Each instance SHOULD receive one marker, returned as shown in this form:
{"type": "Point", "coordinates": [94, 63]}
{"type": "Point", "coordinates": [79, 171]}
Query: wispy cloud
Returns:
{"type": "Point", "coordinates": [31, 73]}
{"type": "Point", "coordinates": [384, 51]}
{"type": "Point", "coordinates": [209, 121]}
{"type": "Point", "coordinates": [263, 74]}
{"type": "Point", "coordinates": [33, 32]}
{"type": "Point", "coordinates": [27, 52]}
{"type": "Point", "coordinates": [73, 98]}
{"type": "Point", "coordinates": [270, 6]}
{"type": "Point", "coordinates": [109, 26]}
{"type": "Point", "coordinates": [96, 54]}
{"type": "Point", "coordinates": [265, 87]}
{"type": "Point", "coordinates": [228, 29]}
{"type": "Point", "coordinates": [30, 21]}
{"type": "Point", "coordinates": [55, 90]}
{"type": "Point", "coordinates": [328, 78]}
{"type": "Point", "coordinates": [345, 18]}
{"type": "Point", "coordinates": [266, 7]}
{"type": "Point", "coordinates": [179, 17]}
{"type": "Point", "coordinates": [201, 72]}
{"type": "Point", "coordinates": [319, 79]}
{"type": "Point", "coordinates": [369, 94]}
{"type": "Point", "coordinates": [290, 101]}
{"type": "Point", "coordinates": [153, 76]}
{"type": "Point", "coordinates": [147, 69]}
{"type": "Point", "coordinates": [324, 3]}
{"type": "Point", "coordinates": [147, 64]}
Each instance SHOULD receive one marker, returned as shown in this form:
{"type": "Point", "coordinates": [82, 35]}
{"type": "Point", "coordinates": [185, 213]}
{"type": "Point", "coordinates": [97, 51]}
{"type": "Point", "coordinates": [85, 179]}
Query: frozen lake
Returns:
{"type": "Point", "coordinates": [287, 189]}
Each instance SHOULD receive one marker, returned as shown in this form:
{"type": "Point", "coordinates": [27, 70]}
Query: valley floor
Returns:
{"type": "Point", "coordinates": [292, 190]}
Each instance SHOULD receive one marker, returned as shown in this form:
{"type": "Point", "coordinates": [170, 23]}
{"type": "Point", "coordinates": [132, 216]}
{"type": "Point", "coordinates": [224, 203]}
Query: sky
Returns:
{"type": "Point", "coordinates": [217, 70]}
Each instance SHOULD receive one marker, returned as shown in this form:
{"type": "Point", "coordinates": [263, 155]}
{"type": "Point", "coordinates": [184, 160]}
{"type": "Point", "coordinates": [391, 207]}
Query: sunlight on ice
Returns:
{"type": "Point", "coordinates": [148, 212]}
━━━━━━━━━━━━━━━━━━━━
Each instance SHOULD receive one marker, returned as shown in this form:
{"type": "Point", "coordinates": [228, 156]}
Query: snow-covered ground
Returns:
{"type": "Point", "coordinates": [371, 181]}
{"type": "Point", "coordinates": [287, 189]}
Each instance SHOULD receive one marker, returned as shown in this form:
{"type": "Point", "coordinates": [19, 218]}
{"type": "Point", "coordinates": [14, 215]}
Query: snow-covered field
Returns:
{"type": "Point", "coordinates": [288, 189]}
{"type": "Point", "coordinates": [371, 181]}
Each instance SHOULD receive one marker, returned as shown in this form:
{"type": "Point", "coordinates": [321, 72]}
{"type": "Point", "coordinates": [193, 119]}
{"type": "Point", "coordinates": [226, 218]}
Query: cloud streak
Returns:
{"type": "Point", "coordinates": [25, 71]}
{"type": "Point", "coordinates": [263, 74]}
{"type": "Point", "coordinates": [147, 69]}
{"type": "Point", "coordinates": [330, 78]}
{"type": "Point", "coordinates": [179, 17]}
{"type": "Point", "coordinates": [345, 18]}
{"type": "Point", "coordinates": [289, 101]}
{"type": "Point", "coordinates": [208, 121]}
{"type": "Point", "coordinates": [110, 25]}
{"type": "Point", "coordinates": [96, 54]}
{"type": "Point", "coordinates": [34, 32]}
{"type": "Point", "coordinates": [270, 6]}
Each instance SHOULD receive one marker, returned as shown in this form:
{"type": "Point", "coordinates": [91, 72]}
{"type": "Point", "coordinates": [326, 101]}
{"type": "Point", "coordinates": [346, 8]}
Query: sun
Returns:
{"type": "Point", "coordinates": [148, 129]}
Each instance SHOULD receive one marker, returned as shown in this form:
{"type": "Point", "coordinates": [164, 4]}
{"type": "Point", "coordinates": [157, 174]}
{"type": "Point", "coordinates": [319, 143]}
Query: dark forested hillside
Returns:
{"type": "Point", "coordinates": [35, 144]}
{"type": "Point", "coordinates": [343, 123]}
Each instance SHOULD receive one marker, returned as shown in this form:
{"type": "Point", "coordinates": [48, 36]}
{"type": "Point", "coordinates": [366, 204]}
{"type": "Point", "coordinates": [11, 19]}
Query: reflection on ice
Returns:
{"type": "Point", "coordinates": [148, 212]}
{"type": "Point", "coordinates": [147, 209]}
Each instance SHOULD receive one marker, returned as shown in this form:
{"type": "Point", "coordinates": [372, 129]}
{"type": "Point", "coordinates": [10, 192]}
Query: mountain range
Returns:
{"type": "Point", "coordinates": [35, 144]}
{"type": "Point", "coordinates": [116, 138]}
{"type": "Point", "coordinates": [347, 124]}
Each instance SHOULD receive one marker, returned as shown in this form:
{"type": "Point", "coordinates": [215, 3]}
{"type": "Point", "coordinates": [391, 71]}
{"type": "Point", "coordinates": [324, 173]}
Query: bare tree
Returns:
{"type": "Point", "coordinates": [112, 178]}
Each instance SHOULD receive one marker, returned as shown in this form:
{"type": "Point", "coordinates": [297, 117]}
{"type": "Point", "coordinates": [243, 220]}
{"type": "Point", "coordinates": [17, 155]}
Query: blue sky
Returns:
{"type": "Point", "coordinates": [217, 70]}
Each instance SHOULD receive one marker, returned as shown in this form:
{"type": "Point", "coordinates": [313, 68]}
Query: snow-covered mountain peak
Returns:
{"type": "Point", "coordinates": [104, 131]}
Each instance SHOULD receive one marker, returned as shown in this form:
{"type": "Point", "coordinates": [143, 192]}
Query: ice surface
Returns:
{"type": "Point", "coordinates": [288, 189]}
━━━━━━━━━━━━━━━━━━━━
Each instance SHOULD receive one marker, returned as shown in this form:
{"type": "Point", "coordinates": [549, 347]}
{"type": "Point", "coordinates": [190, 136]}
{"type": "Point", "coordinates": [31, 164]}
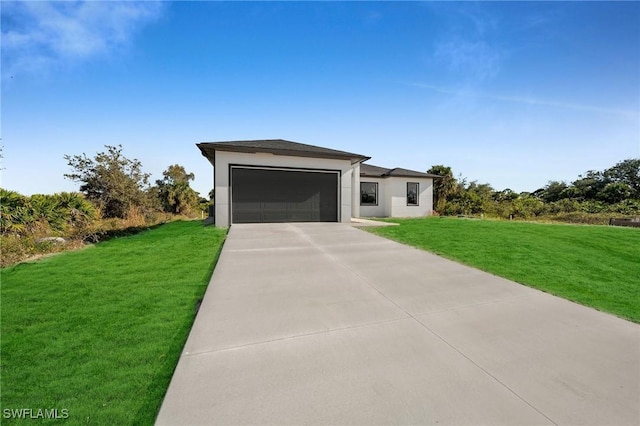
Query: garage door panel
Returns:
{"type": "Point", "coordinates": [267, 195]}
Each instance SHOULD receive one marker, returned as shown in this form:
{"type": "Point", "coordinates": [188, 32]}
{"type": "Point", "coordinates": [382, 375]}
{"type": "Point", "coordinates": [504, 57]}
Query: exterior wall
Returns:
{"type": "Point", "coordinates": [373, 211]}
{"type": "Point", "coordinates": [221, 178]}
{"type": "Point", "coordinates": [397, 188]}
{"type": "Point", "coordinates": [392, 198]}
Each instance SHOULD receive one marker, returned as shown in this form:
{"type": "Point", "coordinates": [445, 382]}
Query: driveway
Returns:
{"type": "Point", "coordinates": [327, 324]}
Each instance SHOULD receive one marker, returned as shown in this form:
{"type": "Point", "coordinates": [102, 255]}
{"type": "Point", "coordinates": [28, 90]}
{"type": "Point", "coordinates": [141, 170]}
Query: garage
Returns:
━━━━━━━━━━━━━━━━━━━━
What lines in the material above include "garage"? Copy every one of them.

Query: garage door panel
Query: garage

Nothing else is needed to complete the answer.